[Position identification records]
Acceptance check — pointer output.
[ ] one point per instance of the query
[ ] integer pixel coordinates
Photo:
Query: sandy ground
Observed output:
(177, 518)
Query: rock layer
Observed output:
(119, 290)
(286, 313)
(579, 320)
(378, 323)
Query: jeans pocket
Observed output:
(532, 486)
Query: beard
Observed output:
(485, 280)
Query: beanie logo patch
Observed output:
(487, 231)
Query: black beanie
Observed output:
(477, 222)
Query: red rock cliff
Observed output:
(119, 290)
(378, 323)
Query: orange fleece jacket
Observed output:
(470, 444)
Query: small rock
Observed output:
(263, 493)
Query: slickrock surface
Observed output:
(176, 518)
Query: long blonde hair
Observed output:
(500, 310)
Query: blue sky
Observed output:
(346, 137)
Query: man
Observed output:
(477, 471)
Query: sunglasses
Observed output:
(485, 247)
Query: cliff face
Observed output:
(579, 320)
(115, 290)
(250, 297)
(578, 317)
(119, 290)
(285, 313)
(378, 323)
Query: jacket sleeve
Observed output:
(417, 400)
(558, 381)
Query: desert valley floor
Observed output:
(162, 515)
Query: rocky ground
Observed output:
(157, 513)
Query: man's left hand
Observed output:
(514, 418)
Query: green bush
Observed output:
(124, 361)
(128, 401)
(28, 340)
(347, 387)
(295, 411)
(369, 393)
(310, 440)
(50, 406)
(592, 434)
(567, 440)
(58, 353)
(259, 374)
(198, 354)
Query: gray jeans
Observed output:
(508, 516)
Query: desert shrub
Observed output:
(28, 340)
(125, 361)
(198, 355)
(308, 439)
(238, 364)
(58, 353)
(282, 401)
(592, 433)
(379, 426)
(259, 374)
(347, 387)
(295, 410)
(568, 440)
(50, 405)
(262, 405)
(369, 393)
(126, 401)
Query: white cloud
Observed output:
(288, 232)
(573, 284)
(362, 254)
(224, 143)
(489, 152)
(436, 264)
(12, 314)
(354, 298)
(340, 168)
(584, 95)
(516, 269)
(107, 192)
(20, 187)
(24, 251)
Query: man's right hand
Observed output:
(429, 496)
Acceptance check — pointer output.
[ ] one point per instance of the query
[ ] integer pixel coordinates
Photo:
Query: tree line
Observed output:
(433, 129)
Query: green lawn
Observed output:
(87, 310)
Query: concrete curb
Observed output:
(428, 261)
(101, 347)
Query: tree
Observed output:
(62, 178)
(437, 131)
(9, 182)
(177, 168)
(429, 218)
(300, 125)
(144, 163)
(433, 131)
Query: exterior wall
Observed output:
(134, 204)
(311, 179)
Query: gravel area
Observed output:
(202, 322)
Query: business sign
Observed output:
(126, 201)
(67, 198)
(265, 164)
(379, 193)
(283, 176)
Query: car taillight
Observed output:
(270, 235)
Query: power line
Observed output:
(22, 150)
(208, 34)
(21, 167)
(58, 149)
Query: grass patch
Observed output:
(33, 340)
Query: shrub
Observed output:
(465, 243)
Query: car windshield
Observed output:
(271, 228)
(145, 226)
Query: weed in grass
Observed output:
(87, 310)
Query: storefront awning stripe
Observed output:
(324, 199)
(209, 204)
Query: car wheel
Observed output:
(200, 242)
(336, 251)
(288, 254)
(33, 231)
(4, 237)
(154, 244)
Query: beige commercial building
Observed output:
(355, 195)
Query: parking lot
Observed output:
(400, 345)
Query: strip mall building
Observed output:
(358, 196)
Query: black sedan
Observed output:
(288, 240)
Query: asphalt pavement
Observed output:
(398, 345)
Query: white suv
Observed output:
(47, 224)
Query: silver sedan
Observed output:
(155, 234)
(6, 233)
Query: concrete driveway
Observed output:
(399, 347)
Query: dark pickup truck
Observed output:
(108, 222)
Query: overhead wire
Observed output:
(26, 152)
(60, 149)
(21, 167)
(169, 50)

### Written problem
Please rewrite the lines from the one containing "Query: silver sedan" through the last line, substituting "Returned points" for "Observed output" and leaving everything else unchanged.

### Reply to the exercise
Query: silver sedan
Returned points:
(155, 234)
(6, 233)
Query: concrete driveway
Returned points:
(399, 347)
Query: dark pickup truck
Returned points:
(108, 222)
Query: overhead wire
Returned points:
(26, 152)
(60, 149)
(21, 167)
(169, 50)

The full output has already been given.